_PROBLEM DESCRIPTION_:
Update the records that follow, starting with the line containing "Target: wooden waymarker post" and continuing through the end of the records. Replace "dragon fruit" with "pitaya", change nothing else, and leave the pictures out of your answer.

Records in a dataset
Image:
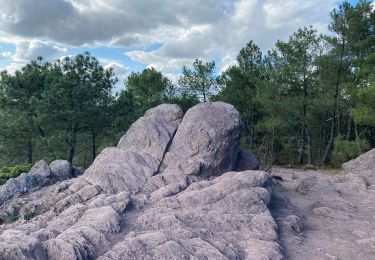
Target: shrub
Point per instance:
(345, 150)
(7, 173)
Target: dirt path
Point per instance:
(321, 216)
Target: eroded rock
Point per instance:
(167, 191)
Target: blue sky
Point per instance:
(166, 34)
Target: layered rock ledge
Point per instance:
(176, 187)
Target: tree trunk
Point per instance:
(30, 152)
(72, 142)
(330, 143)
(301, 146)
(309, 144)
(335, 97)
(350, 127)
(93, 139)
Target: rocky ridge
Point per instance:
(327, 215)
(176, 187)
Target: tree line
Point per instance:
(309, 100)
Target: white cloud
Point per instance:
(5, 55)
(31, 50)
(210, 29)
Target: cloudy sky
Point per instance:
(130, 35)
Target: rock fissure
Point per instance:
(196, 206)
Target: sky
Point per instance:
(131, 35)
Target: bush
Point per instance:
(345, 150)
(7, 173)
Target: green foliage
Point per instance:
(200, 81)
(7, 173)
(345, 150)
(309, 100)
(364, 112)
(149, 88)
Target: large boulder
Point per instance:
(151, 135)
(61, 169)
(210, 135)
(246, 161)
(167, 191)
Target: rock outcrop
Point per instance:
(169, 190)
(39, 175)
(327, 215)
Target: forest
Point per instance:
(308, 101)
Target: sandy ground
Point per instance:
(323, 215)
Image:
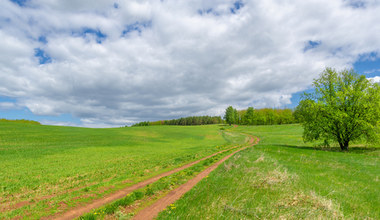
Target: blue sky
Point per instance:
(109, 63)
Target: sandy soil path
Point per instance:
(153, 210)
(78, 211)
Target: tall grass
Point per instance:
(46, 169)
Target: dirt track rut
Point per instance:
(153, 210)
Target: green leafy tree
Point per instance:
(344, 107)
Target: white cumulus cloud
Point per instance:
(112, 63)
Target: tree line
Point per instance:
(192, 120)
(264, 116)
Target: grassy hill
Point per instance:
(49, 168)
(283, 178)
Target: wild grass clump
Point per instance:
(164, 183)
(283, 178)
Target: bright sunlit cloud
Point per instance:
(112, 63)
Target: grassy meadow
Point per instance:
(45, 169)
(284, 178)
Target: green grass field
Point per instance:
(283, 178)
(45, 169)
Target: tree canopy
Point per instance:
(344, 107)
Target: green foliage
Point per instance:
(55, 164)
(344, 107)
(265, 116)
(164, 183)
(192, 120)
(284, 178)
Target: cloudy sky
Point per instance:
(101, 63)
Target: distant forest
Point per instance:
(265, 116)
(250, 116)
(193, 120)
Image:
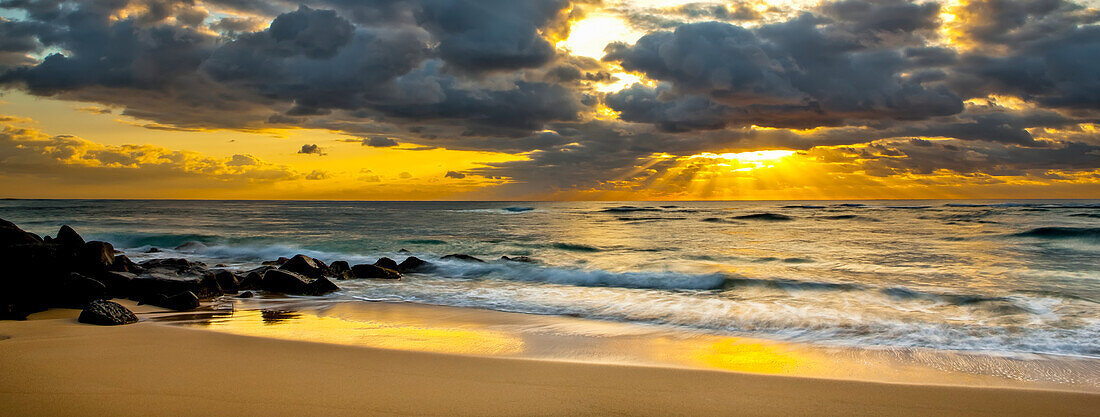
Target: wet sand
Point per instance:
(465, 363)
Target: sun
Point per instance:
(745, 161)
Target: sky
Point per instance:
(549, 99)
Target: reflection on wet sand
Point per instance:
(481, 332)
(309, 326)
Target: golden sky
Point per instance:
(550, 99)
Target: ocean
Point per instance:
(1004, 277)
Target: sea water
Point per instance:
(1004, 277)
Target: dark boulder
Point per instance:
(105, 313)
(386, 263)
(191, 247)
(321, 286)
(150, 284)
(279, 261)
(175, 266)
(227, 281)
(180, 302)
(364, 271)
(122, 263)
(250, 280)
(118, 283)
(286, 282)
(11, 234)
(461, 256)
(414, 264)
(95, 256)
(68, 239)
(78, 289)
(306, 266)
(340, 270)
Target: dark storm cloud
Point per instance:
(483, 76)
(310, 150)
(790, 74)
(433, 63)
(380, 142)
(921, 156)
(650, 19)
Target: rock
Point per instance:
(306, 266)
(462, 256)
(251, 281)
(414, 264)
(180, 302)
(279, 261)
(118, 283)
(149, 284)
(105, 313)
(286, 282)
(79, 289)
(122, 263)
(68, 239)
(386, 263)
(340, 270)
(11, 234)
(95, 256)
(364, 271)
(191, 247)
(175, 266)
(321, 286)
(32, 276)
(227, 281)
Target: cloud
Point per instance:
(851, 77)
(317, 175)
(68, 160)
(793, 74)
(380, 142)
(310, 150)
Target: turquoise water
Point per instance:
(988, 276)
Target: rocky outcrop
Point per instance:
(124, 264)
(68, 239)
(286, 282)
(105, 313)
(279, 261)
(386, 263)
(364, 271)
(227, 281)
(79, 289)
(95, 256)
(340, 270)
(462, 256)
(414, 264)
(179, 302)
(307, 266)
(11, 234)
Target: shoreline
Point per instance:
(72, 369)
(484, 332)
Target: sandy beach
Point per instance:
(55, 366)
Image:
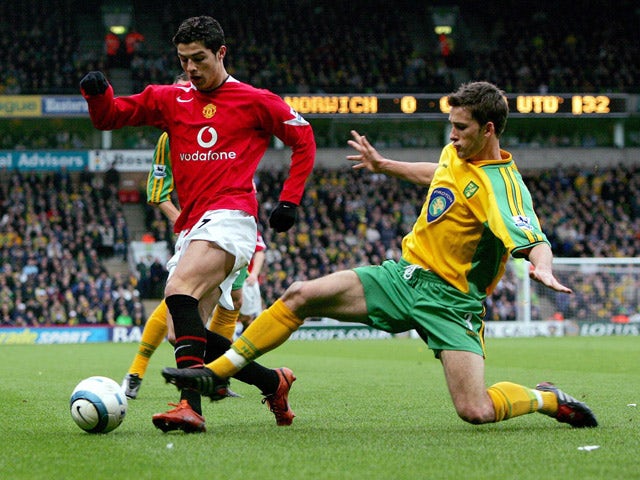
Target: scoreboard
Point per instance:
(432, 106)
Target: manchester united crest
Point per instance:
(209, 111)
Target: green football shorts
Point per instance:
(401, 296)
(239, 281)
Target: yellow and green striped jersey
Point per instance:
(160, 178)
(476, 214)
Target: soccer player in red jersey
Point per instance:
(220, 129)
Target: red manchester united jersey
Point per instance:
(217, 140)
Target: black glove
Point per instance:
(283, 216)
(94, 83)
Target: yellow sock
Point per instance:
(512, 400)
(549, 403)
(269, 330)
(224, 321)
(152, 335)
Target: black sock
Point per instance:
(264, 378)
(190, 339)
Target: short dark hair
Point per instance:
(202, 29)
(485, 102)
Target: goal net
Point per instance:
(605, 290)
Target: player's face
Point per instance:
(203, 66)
(468, 137)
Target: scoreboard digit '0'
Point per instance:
(434, 106)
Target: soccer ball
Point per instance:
(98, 404)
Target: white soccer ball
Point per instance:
(98, 404)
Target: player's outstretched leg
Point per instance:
(131, 385)
(198, 378)
(278, 402)
(571, 411)
(182, 417)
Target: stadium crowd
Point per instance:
(56, 233)
(310, 47)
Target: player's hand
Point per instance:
(546, 278)
(283, 216)
(94, 83)
(367, 157)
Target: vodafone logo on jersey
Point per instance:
(207, 137)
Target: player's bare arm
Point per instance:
(420, 173)
(541, 270)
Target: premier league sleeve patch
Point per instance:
(440, 201)
(159, 171)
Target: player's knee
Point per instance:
(475, 414)
(296, 294)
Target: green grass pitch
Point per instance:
(375, 409)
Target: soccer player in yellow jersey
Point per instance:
(477, 212)
(273, 383)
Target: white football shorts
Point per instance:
(251, 300)
(234, 231)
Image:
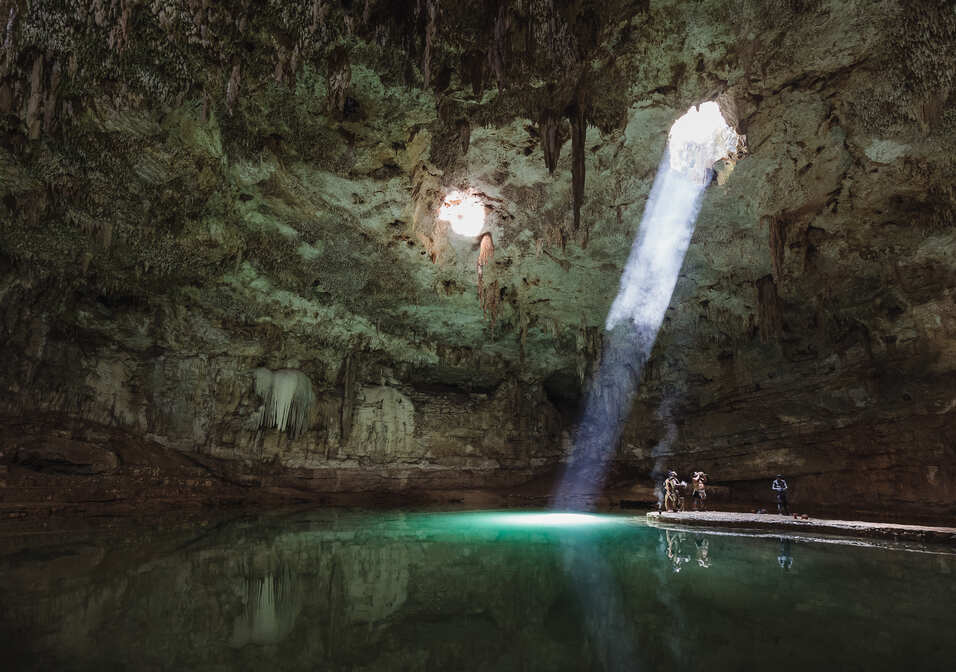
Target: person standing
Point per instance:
(672, 492)
(779, 486)
(699, 495)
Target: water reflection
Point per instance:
(270, 606)
(675, 545)
(348, 591)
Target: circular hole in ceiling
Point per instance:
(699, 139)
(464, 211)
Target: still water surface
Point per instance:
(346, 590)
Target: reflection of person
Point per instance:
(779, 486)
(674, 554)
(703, 552)
(672, 497)
(784, 559)
(700, 494)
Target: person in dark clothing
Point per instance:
(779, 486)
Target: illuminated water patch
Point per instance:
(550, 519)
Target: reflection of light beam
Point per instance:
(633, 322)
(551, 519)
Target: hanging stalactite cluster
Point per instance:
(489, 294)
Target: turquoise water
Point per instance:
(341, 590)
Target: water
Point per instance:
(340, 590)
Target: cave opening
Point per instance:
(464, 211)
(696, 141)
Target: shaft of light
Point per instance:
(632, 324)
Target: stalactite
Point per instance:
(490, 299)
(499, 45)
(486, 254)
(550, 128)
(768, 309)
(287, 397)
(35, 100)
(340, 76)
(473, 67)
(778, 239)
(232, 88)
(578, 136)
(431, 29)
(464, 135)
(349, 394)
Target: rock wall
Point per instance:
(172, 221)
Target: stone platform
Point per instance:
(855, 528)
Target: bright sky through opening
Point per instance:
(465, 212)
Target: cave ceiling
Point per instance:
(262, 180)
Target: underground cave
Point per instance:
(486, 335)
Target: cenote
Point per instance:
(491, 590)
(274, 274)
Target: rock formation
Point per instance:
(191, 191)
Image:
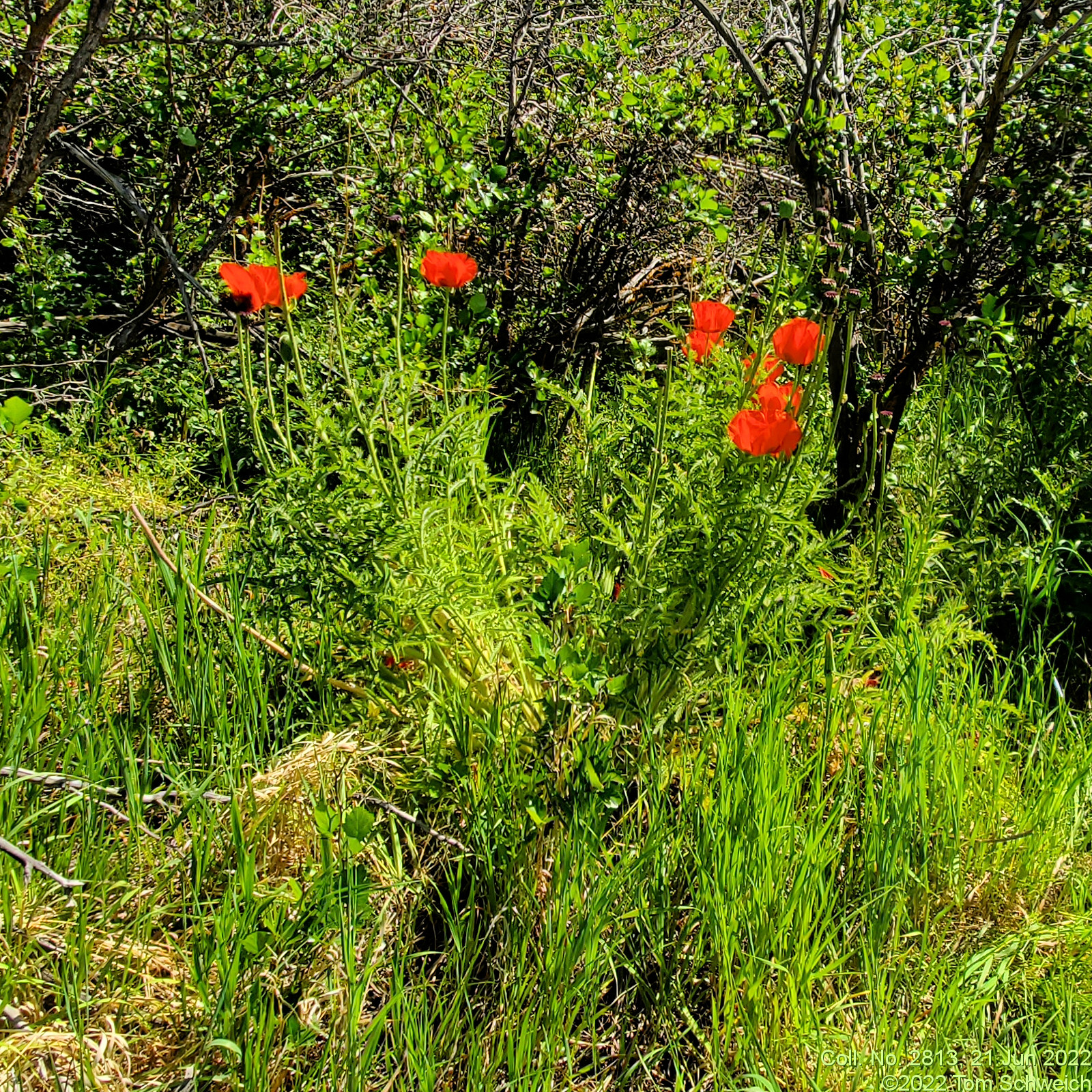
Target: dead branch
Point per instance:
(33, 865)
(305, 670)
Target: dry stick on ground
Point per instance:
(304, 669)
(33, 865)
(165, 797)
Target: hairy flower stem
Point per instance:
(444, 349)
(287, 315)
(658, 460)
(222, 429)
(841, 393)
(251, 398)
(343, 360)
(269, 388)
(398, 314)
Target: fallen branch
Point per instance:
(33, 865)
(305, 669)
(14, 1018)
(165, 797)
(418, 824)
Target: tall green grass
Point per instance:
(725, 820)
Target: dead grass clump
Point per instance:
(48, 1059)
(282, 827)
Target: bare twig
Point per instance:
(33, 865)
(733, 43)
(165, 797)
(418, 824)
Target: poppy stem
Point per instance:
(398, 314)
(222, 429)
(349, 384)
(444, 347)
(841, 393)
(658, 459)
(287, 318)
(251, 397)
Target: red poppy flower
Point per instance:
(448, 271)
(253, 287)
(797, 342)
(713, 317)
(775, 369)
(699, 344)
(243, 298)
(764, 431)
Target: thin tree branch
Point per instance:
(733, 43)
(1046, 55)
(33, 865)
(29, 165)
(305, 670)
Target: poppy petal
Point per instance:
(711, 316)
(797, 341)
(244, 296)
(448, 270)
(699, 344)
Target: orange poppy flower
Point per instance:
(447, 270)
(711, 316)
(699, 344)
(253, 287)
(764, 431)
(797, 342)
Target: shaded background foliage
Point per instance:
(588, 154)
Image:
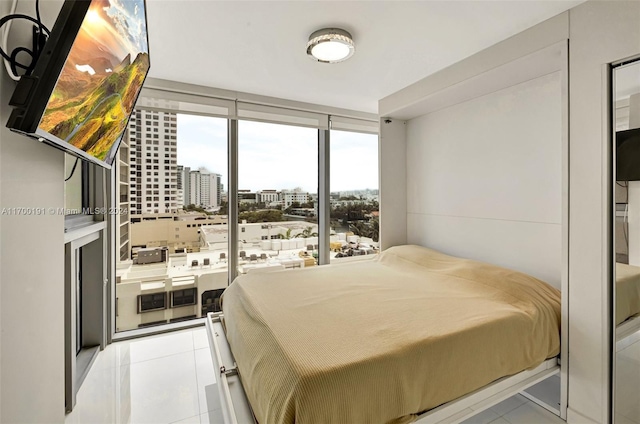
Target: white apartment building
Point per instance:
(296, 195)
(268, 196)
(203, 188)
(152, 171)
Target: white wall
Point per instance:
(393, 179)
(601, 32)
(484, 178)
(31, 266)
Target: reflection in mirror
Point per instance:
(626, 79)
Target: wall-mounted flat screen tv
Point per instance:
(628, 155)
(85, 84)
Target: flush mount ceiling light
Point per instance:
(330, 45)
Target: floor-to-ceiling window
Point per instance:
(173, 238)
(355, 214)
(277, 196)
(189, 162)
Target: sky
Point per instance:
(119, 25)
(278, 157)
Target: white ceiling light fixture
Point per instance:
(330, 45)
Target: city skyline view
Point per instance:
(277, 157)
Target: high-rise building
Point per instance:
(182, 186)
(296, 195)
(153, 168)
(202, 187)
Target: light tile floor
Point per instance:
(169, 378)
(627, 390)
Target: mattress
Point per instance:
(382, 341)
(627, 291)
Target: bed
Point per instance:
(389, 340)
(627, 304)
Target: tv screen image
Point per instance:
(95, 89)
(628, 155)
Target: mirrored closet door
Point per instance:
(626, 237)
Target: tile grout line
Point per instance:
(195, 366)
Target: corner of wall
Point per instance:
(393, 183)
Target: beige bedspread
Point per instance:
(627, 291)
(381, 341)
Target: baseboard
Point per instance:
(574, 417)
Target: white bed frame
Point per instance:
(236, 408)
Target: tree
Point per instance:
(224, 208)
(267, 215)
(369, 229)
(307, 232)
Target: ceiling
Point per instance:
(259, 46)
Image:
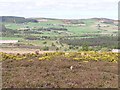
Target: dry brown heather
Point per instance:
(56, 73)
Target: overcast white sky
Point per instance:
(60, 8)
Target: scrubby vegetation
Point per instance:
(33, 70)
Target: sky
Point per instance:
(63, 9)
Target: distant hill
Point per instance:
(14, 19)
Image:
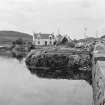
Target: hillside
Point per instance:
(6, 37)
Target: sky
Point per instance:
(68, 17)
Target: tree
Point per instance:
(64, 41)
(71, 44)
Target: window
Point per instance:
(38, 42)
(50, 37)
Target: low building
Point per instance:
(42, 39)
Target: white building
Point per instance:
(43, 39)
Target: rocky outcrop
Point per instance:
(60, 65)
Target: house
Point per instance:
(43, 39)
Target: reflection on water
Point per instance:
(19, 87)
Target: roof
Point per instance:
(43, 35)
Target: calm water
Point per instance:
(19, 87)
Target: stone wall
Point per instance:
(98, 78)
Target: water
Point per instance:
(19, 87)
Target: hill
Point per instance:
(7, 37)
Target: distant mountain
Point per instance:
(7, 37)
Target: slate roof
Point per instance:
(43, 35)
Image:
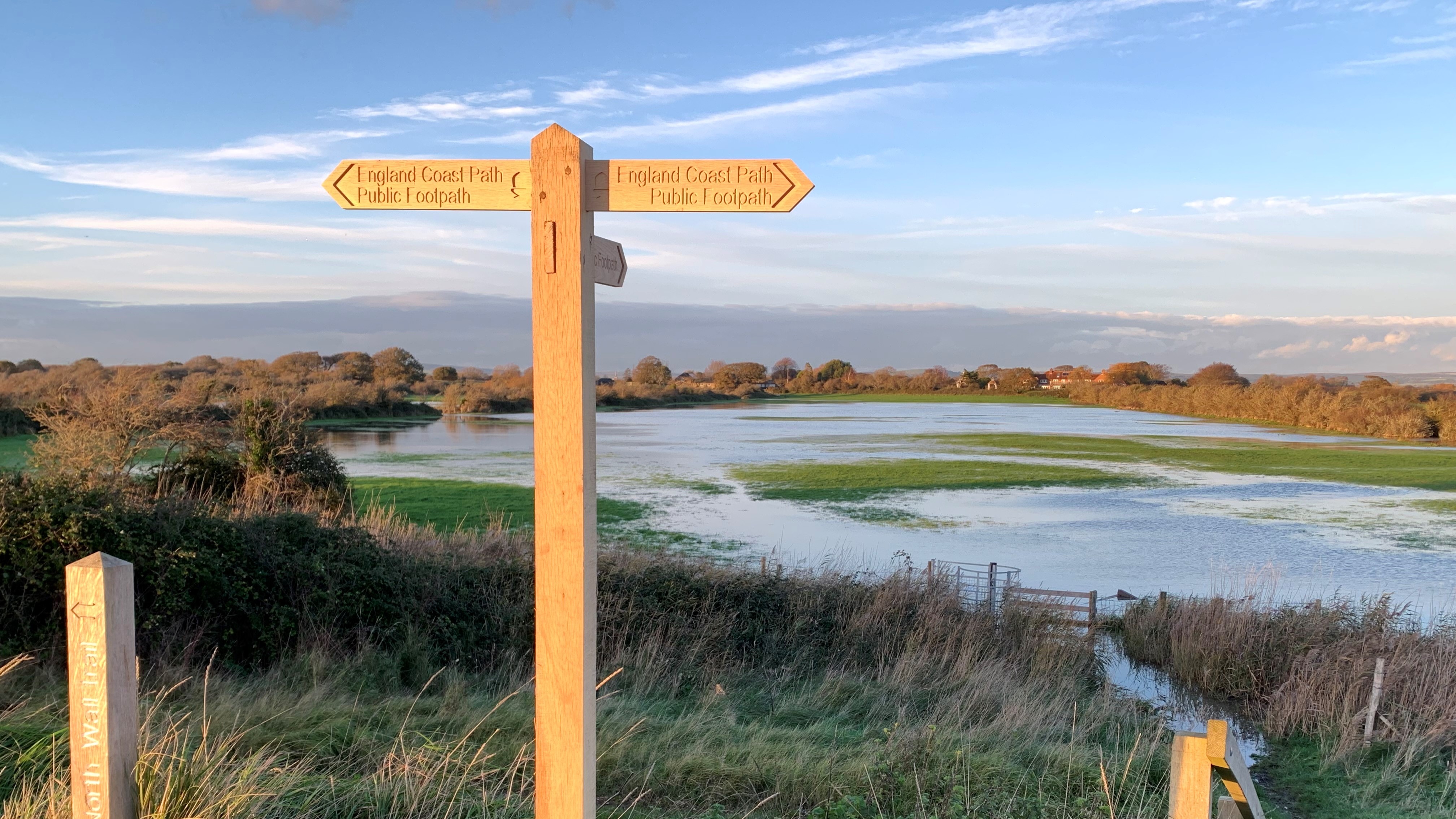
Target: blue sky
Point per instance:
(1257, 158)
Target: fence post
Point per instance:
(1190, 793)
(1375, 697)
(991, 586)
(101, 659)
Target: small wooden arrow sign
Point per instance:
(710, 186)
(432, 184)
(609, 261)
(758, 186)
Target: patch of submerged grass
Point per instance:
(1346, 463)
(471, 505)
(1433, 505)
(935, 398)
(890, 516)
(859, 480)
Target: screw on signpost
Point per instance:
(101, 658)
(563, 186)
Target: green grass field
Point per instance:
(1379, 465)
(15, 451)
(469, 505)
(859, 480)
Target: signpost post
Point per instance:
(563, 186)
(101, 659)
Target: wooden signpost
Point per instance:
(563, 186)
(103, 675)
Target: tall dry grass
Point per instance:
(737, 693)
(1309, 668)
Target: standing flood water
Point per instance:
(1178, 529)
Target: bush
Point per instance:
(254, 586)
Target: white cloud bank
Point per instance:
(462, 329)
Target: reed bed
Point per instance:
(1306, 670)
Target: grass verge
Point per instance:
(861, 480)
(1427, 468)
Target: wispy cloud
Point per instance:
(825, 104)
(282, 146)
(595, 92)
(175, 176)
(1443, 37)
(312, 11)
(439, 107)
(1292, 350)
(1398, 59)
(512, 139)
(174, 226)
(1018, 30)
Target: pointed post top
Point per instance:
(100, 560)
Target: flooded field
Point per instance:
(1078, 498)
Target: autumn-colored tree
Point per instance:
(203, 365)
(354, 366)
(651, 371)
(1136, 372)
(740, 374)
(833, 369)
(98, 435)
(1218, 374)
(298, 366)
(784, 369)
(398, 365)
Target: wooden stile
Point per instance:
(103, 678)
(1190, 795)
(1228, 763)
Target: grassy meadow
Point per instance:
(862, 480)
(1340, 461)
(471, 505)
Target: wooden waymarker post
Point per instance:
(563, 184)
(103, 675)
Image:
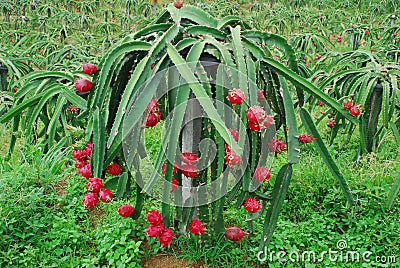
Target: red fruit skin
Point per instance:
(89, 68)
(347, 105)
(155, 230)
(268, 120)
(234, 233)
(90, 200)
(254, 126)
(114, 169)
(190, 171)
(236, 96)
(77, 155)
(153, 119)
(251, 205)
(85, 171)
(154, 217)
(164, 166)
(80, 164)
(255, 114)
(166, 237)
(126, 210)
(235, 134)
(105, 195)
(355, 110)
(189, 158)
(261, 174)
(276, 145)
(175, 185)
(304, 139)
(196, 227)
(153, 106)
(231, 158)
(73, 109)
(178, 4)
(331, 123)
(94, 185)
(83, 85)
(260, 95)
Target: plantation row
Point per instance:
(120, 91)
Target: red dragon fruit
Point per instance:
(261, 174)
(196, 227)
(114, 169)
(236, 96)
(234, 233)
(83, 85)
(304, 139)
(251, 205)
(276, 145)
(166, 237)
(155, 230)
(154, 217)
(126, 210)
(105, 195)
(90, 200)
(94, 185)
(89, 68)
(190, 171)
(189, 158)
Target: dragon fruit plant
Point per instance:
(121, 109)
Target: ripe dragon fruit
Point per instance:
(89, 68)
(236, 96)
(251, 205)
(126, 211)
(105, 195)
(261, 174)
(154, 217)
(83, 85)
(196, 227)
(234, 233)
(94, 185)
(90, 200)
(166, 237)
(114, 169)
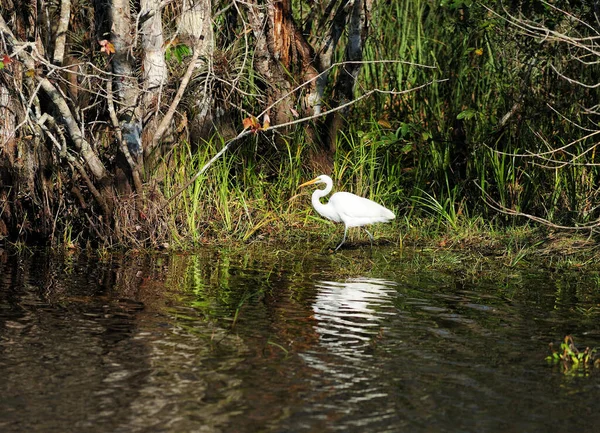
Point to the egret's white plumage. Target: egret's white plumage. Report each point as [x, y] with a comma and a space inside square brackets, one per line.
[347, 208]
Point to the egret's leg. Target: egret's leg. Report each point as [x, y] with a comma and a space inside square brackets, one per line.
[343, 240]
[370, 237]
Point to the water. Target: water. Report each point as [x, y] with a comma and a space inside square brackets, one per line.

_FULL RESPONSE_:
Target: wooden waymarker post
Point per instance:
(563, 184)
(103, 675)
Image:
Target: red fruit skin
Point per instance:
(89, 68)
(347, 105)
(155, 230)
(268, 120)
(234, 233)
(90, 200)
(254, 126)
(114, 169)
(190, 171)
(236, 96)
(77, 155)
(153, 119)
(251, 205)
(85, 171)
(154, 217)
(164, 166)
(80, 164)
(255, 114)
(166, 237)
(126, 210)
(235, 134)
(105, 195)
(355, 110)
(189, 158)
(261, 174)
(276, 145)
(175, 185)
(304, 139)
(196, 227)
(153, 106)
(231, 158)
(73, 109)
(178, 4)
(331, 123)
(94, 185)
(83, 85)
(260, 95)
Target: plantation row
Point per instance:
(120, 91)
Target: red pitaya
Point per instance:
(261, 174)
(196, 227)
(114, 169)
(236, 96)
(234, 233)
(83, 85)
(304, 139)
(251, 205)
(276, 145)
(166, 237)
(155, 230)
(154, 217)
(126, 210)
(105, 195)
(90, 200)
(94, 185)
(89, 68)
(190, 171)
(189, 158)
Target: pitaya plant
Point per instance:
(121, 109)
Target: ripe pitaya
Point per instance:
(89, 68)
(236, 96)
(251, 205)
(126, 211)
(105, 195)
(261, 174)
(154, 217)
(83, 85)
(196, 227)
(234, 233)
(94, 185)
(90, 200)
(166, 237)
(114, 169)
Point to the egret's white plumage. Target: egret's white plumage. Report each point as [x, y] with a comma and a space inside square brackets, one per line.
[347, 208]
Point to the egret's leg. Target: egret's leg. Report each point as [x, y] with a comma and a space inside square brackets, one per line.
[343, 240]
[370, 237]
Point to the water. Target: water. Report each point as [x, y] with a comma and a space inside square brackets, one per line.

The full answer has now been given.